--- Task instructions ---
Give back exactly the lines running from the line with "For the soft" to the end of the entries, and only those lines.

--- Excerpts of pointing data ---
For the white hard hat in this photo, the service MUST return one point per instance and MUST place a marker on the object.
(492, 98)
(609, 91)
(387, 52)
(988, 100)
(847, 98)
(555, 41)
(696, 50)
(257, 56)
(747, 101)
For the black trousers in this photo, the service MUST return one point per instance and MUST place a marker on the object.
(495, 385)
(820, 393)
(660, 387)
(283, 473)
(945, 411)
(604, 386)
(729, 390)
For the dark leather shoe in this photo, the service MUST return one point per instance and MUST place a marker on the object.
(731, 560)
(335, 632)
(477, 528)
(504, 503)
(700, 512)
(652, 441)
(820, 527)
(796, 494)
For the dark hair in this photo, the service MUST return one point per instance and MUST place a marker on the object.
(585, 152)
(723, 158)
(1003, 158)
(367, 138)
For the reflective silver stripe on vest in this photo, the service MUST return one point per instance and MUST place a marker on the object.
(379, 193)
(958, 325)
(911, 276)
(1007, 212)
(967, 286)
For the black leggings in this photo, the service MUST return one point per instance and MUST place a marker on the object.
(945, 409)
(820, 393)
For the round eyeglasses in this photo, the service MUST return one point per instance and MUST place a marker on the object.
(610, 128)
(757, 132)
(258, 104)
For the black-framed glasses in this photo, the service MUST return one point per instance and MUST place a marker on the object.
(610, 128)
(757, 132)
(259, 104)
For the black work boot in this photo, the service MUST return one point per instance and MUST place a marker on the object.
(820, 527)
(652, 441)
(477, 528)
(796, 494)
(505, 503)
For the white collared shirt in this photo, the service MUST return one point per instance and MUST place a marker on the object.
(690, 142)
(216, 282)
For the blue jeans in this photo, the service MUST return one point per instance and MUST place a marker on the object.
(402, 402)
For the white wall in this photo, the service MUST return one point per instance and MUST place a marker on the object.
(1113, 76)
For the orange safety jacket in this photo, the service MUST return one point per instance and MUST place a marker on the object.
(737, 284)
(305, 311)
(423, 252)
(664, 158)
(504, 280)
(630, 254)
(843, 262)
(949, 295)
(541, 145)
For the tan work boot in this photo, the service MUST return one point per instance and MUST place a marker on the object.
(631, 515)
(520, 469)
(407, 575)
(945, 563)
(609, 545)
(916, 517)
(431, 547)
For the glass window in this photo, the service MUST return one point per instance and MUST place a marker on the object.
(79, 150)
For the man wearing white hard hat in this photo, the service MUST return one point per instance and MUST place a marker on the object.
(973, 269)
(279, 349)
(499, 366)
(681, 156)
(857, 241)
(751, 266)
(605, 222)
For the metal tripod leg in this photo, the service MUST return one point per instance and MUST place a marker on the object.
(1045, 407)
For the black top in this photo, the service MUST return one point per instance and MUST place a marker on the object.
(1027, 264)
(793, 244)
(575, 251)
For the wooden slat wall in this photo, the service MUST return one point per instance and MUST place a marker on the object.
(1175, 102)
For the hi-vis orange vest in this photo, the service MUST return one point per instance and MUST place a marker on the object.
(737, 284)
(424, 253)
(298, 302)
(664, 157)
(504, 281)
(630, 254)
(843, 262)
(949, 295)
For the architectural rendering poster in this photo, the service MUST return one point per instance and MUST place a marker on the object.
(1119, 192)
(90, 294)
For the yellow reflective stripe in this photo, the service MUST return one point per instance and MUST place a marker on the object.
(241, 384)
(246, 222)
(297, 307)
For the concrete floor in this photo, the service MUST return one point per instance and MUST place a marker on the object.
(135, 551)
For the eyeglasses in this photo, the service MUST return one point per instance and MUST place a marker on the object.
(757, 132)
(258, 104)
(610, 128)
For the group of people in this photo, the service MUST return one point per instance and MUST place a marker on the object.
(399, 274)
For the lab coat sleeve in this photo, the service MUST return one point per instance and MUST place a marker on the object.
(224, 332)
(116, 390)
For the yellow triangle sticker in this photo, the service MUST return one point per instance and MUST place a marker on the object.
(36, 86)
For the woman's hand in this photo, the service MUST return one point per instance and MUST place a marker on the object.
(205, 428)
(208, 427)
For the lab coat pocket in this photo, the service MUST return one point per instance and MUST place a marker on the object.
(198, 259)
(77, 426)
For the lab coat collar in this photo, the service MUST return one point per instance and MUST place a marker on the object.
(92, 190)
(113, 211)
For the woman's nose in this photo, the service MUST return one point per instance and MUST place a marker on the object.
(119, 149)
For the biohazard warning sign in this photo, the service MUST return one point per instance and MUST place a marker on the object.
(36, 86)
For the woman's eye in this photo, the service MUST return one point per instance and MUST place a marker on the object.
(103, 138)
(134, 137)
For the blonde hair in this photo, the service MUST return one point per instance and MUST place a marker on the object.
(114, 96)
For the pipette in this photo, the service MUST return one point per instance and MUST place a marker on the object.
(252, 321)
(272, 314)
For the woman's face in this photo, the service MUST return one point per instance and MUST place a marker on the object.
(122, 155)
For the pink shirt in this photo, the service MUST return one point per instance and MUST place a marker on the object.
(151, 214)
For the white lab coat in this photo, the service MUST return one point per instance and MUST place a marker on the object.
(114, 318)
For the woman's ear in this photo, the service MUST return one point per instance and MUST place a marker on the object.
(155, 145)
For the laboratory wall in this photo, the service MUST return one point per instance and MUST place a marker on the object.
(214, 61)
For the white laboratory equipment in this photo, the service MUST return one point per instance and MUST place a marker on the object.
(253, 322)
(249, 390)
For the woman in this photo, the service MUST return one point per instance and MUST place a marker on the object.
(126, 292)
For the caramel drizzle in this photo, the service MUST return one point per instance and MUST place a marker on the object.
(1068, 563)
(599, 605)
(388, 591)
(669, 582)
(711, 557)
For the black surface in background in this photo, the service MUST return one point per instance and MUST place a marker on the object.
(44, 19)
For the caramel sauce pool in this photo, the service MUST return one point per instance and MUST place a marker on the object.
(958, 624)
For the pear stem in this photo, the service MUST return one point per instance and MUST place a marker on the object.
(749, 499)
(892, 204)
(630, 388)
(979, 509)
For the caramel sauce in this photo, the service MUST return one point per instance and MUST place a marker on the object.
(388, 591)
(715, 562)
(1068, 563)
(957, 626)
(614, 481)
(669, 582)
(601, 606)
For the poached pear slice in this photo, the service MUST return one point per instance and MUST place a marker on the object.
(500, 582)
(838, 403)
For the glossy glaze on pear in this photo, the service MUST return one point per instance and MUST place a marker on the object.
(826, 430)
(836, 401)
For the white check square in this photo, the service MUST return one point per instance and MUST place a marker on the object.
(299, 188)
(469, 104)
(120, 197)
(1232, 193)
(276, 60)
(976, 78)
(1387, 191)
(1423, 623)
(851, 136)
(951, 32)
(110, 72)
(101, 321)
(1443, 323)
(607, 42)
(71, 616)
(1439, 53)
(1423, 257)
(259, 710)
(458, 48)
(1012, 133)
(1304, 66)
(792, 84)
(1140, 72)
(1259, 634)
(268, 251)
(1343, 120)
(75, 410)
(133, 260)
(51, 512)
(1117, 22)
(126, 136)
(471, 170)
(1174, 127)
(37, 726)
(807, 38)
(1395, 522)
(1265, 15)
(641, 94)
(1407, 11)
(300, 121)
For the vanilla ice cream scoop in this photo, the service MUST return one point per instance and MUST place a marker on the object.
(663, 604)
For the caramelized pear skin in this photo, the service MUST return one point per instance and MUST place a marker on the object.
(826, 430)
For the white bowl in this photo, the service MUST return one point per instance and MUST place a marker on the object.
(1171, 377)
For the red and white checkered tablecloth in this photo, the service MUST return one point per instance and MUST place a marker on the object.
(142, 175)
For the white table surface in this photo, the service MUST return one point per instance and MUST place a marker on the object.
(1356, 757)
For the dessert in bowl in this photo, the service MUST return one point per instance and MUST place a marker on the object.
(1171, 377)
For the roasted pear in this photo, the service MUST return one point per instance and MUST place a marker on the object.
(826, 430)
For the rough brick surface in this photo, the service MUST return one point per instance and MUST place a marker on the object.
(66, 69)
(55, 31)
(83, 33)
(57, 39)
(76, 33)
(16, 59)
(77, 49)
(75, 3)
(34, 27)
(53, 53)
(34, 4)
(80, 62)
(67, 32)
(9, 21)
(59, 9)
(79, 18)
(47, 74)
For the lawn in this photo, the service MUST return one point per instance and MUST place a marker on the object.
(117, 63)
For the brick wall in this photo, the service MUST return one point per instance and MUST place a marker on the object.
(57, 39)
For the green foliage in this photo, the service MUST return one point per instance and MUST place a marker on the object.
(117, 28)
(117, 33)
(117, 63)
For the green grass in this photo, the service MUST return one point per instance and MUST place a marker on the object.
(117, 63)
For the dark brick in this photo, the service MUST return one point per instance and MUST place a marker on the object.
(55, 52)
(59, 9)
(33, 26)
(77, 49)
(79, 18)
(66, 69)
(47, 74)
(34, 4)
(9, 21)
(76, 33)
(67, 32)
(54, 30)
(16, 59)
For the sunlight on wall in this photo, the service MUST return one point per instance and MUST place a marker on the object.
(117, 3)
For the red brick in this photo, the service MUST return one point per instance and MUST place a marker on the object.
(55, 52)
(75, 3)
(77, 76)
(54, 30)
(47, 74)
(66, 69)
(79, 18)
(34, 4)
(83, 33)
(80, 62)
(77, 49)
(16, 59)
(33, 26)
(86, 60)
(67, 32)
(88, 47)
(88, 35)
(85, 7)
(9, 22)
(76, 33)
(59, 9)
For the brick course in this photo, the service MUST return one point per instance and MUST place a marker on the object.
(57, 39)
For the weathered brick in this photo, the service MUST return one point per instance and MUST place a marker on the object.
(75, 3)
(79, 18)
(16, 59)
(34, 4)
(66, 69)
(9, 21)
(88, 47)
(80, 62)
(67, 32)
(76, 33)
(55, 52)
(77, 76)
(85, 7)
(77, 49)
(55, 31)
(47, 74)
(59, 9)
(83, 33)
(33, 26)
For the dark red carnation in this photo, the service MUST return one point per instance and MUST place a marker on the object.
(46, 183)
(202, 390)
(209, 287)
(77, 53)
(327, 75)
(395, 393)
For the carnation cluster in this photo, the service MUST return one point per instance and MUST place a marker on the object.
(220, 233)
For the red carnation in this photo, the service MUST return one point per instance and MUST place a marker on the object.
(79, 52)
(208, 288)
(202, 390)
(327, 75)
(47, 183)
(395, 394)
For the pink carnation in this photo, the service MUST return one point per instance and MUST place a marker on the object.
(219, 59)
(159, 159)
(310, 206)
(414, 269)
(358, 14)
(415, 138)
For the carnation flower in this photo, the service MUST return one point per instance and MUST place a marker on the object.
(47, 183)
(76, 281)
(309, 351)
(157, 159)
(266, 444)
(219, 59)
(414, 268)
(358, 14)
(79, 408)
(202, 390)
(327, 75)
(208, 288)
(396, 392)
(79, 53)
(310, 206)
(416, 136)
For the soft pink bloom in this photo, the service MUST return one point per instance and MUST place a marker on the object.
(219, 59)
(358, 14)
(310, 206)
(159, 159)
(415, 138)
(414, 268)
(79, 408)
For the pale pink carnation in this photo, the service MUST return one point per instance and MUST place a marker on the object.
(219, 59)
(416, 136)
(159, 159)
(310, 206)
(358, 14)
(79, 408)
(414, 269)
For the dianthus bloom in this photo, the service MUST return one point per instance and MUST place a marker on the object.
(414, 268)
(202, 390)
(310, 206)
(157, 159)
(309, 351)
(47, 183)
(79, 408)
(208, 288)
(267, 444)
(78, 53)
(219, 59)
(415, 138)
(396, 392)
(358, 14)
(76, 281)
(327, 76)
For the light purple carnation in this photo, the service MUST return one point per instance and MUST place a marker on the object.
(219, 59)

--- Response ---
For the soft pink bloom in this photo, the service MUST return one point per instance and MUST place a marker on the object.
(219, 59)
(358, 14)
(310, 206)
(159, 159)
(415, 138)
(414, 268)
(79, 408)
For the pale pink carnation in this photo, the service MUST return one point per instance and MUST place a marker on the object.
(219, 59)
(416, 136)
(159, 159)
(310, 206)
(358, 14)
(79, 408)
(414, 269)
For the dianthus bloom in this photo, the service MUST return one point per instance and MUST place a marker on the object.
(414, 268)
(202, 390)
(310, 206)
(157, 159)
(309, 351)
(47, 183)
(79, 408)
(208, 288)
(267, 444)
(78, 53)
(219, 59)
(415, 138)
(396, 392)
(358, 14)
(76, 281)
(327, 76)
For the light purple carnation in this photo, the service MUST return one point per instance and MUST place a marker on the object.
(219, 59)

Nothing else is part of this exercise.